### REQUIRED WORK
Extract every line of each item below verbatim, preserving its wording and layout without alteration.

### Pointing items
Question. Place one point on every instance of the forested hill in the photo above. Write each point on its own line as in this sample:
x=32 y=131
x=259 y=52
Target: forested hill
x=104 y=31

### SOLVED PROBLEM
Question. Place one point on every instance of the forested hill in the photo above. Write each point on its own line as in this sample:
x=32 y=131
x=259 y=52
Target: forested hill
x=104 y=31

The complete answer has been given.